WHAT TO DO:
Could you extract every entry below and reproduce it exactly?

::: EXCERPTED DATA :::

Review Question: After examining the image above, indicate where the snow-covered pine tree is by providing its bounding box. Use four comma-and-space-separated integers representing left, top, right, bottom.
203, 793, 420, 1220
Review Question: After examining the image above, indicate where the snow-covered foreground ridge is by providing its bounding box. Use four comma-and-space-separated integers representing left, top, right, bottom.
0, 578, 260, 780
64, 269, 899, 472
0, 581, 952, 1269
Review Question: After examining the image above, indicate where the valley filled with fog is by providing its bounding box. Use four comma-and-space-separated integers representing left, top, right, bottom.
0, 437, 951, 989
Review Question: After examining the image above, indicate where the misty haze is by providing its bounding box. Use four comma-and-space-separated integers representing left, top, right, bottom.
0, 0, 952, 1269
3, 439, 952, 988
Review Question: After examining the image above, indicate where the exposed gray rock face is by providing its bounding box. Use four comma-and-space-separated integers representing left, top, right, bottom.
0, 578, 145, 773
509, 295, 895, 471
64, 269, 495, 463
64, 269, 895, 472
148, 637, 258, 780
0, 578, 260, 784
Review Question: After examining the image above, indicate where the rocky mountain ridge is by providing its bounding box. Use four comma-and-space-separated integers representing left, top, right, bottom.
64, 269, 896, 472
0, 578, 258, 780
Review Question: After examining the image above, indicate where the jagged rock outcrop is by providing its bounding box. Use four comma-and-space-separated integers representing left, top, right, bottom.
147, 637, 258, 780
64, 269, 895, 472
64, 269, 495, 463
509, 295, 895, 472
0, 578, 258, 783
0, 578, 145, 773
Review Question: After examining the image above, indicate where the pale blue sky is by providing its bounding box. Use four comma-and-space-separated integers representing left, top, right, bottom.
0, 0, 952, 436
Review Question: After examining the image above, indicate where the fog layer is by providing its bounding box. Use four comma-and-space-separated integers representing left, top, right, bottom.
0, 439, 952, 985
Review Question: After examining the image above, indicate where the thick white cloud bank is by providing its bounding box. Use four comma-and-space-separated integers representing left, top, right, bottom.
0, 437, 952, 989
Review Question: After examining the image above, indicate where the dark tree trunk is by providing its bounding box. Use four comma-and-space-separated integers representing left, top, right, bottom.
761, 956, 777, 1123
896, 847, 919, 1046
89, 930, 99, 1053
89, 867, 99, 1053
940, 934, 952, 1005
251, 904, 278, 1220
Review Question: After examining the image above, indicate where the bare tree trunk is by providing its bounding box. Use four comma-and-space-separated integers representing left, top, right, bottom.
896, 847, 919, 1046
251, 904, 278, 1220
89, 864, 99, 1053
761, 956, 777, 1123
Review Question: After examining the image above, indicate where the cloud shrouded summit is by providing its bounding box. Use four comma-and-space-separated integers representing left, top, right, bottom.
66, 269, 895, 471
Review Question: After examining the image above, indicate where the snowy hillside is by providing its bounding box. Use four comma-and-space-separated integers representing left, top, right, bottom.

:::

TASK RESPONSE:
Review Question: After examining the image above, indicate where the snow-covered pine tree is by providing its bounding box. Use four comma-and-space-separated integers representing left, top, right, bottom.
203, 793, 420, 1220
Review Question: After examining the image above, indicate where the snow-covered foreground ridge is by providing its bounding box. Use four comma-and-space-separated integers representing left, top, right, bottom.
0, 578, 260, 780
64, 269, 899, 472
0, 581, 952, 1269
Review Question: After examining the image above, indicate where the valley filled with fog is by providing its bounding box. Use four comma-and-space-separated integers representing left, top, right, bottom.
0, 437, 951, 989
Review Question: After examining the image above, indicate where the misty haze is by providing its bounding box. Use four comma-and-space-separated integers representing left, top, right, bottom.
0, 0, 952, 1269
3, 439, 952, 988
Review Question: After examining the image above, indicate where the exposed gray rock face is by providing its bounding box. Use four comma-and-space-separated integers representing left, top, right, bottom.
0, 578, 145, 773
509, 295, 895, 471
64, 269, 495, 463
64, 269, 895, 472
148, 637, 258, 780
0, 578, 260, 784
Review Question: After examining the image above, indicate where the rocky mountain ridge is by providing its bounding box. Use four comma-and-space-separated integers representing left, top, right, bottom.
64, 269, 896, 472
0, 578, 258, 780
Review Question: After examining the image above, indicate where the jagged rock outcrop is by providing its bounding box. Use four comma-and-space-separated integers representing left, top, right, bottom.
147, 637, 258, 780
64, 269, 895, 472
64, 269, 495, 463
509, 295, 895, 472
0, 578, 258, 783
0, 578, 145, 773
Review Question: After examining the image above, indicate where the pale blue sky is by providing its bounding box. Use four comma-and-space-separated integers representing left, top, right, bottom.
0, 0, 952, 436
Review Question: After examining the image above, indicate where the fog layer is by providing its bounding box. Use four comma-and-space-separated integers representing left, top, right, bottom.
0, 439, 952, 985
Review Question: After examining the image above, indicate where the thick white cloud bank is by providing its bounding box. Use four comma-and-space-separated integers representing left, top, right, bottom.
0, 437, 952, 989
Review Question: After examining the image above, indicate where the dark tree trunk is by providing its bounding box. Use four comma-and-space-separated integers representing left, top, right, bottom.
761, 956, 777, 1123
896, 847, 919, 1046
89, 930, 99, 1053
89, 867, 99, 1053
940, 934, 952, 1005
251, 904, 278, 1220
Review Question: After examining the image above, indicate where the bare tree trunk is by providing its bounding box. Use four comma-and-space-separated integers representing left, top, right, bottom.
896, 847, 919, 1046
251, 904, 278, 1220
89, 864, 99, 1053
761, 956, 777, 1123
Review Question: After examining the image above, indicate where the cloud shrouded summit is by providing its bounding box. Use four comma-and-space-separated integers representing left, top, right, bottom.
66, 269, 895, 471
Review Question: After examining the image above, indicate where the snowy hillside is by providing its bounding box. Use four comma-and-space-separated integers representing left, top, right, bottom.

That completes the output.